REQUIREMENTS | List every row as a numbered list, from the one containing "Would you mind marking the framed picture" down to the last row below, and leave out any blank lines.

DATA FOR PROCESSING |
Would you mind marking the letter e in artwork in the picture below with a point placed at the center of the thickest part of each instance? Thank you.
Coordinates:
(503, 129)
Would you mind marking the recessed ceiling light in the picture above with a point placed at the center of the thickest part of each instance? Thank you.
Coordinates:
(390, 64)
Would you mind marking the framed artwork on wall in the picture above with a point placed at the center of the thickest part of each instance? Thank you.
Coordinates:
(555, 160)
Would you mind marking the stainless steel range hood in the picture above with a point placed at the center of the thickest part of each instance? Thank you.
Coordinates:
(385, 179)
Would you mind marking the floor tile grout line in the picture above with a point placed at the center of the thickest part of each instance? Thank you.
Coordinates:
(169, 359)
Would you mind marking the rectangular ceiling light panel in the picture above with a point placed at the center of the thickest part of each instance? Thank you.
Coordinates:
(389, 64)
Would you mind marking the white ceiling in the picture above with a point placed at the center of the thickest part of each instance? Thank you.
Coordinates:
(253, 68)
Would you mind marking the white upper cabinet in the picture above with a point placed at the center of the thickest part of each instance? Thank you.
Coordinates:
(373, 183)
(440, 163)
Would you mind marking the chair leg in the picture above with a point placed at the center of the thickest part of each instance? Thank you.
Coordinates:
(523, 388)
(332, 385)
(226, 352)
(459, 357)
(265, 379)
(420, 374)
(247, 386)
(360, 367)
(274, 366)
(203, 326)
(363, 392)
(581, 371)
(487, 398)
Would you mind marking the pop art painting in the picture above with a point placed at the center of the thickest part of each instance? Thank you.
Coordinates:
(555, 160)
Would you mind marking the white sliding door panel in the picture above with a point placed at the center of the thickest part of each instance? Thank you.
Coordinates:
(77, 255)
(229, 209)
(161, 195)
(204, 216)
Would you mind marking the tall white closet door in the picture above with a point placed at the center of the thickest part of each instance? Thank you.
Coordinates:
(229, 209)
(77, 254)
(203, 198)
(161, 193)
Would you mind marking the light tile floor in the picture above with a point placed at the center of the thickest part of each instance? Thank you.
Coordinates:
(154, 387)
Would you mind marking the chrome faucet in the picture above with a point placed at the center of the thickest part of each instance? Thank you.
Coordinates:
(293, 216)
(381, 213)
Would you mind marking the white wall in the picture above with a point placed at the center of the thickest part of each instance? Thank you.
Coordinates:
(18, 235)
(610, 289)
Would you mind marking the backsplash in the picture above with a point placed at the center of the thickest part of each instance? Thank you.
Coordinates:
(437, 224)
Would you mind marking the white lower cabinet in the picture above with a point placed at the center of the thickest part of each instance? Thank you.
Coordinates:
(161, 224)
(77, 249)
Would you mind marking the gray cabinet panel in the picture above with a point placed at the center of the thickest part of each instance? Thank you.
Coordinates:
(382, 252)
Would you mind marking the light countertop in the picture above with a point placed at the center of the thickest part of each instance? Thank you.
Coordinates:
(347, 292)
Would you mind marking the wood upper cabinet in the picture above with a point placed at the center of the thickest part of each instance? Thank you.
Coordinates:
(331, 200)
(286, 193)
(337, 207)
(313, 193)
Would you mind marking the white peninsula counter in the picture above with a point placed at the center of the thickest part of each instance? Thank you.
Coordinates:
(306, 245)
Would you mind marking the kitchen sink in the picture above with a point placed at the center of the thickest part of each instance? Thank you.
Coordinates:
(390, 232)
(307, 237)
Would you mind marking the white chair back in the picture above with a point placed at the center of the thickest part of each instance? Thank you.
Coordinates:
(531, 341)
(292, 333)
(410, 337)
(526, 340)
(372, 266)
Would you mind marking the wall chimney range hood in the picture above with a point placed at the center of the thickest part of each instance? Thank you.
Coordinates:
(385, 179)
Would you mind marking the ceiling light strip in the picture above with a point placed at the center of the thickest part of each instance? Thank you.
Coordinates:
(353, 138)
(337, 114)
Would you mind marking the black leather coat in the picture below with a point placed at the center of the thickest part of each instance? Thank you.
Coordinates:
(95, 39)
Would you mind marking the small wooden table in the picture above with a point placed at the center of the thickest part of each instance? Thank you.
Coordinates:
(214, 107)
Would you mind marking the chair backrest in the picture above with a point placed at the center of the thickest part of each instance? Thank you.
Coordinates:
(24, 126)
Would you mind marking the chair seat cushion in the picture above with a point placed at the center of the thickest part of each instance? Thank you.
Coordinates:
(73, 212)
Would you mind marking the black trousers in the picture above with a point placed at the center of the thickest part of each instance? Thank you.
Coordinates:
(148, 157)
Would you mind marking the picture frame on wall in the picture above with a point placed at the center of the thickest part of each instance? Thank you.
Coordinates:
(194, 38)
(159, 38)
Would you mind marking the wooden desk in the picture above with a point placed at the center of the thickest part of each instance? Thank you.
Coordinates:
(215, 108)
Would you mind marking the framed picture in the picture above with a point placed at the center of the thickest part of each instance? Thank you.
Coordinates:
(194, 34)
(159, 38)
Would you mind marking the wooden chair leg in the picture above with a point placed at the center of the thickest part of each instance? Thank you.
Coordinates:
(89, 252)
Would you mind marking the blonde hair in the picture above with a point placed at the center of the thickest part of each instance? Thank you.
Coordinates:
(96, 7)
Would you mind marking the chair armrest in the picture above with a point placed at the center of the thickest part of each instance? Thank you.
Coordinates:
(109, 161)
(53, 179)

CORRECT OUTPUT |
1. Would you mind marking the framed picture in the picture above with a point placed at the center of the thickest part of each instance? Thank you.
2. Coordinates:
3. (194, 34)
4. (159, 38)
5. Would you mind marking the wooden chair leg in the picture above with a point placed at the center of the thickest part of each instance? Thank you.
6. Coordinates:
7. (89, 252)
8. Would you mind marking the blonde hair in the picture above with a point placed at the center of the thickest part of each instance? Thank you.
9. Coordinates:
10. (96, 7)
11. Would you mind marking the chair armrest in the picture above with a point placed at the center of the thickest part of each instance? Thank you.
12. Coordinates:
13. (109, 161)
14. (53, 179)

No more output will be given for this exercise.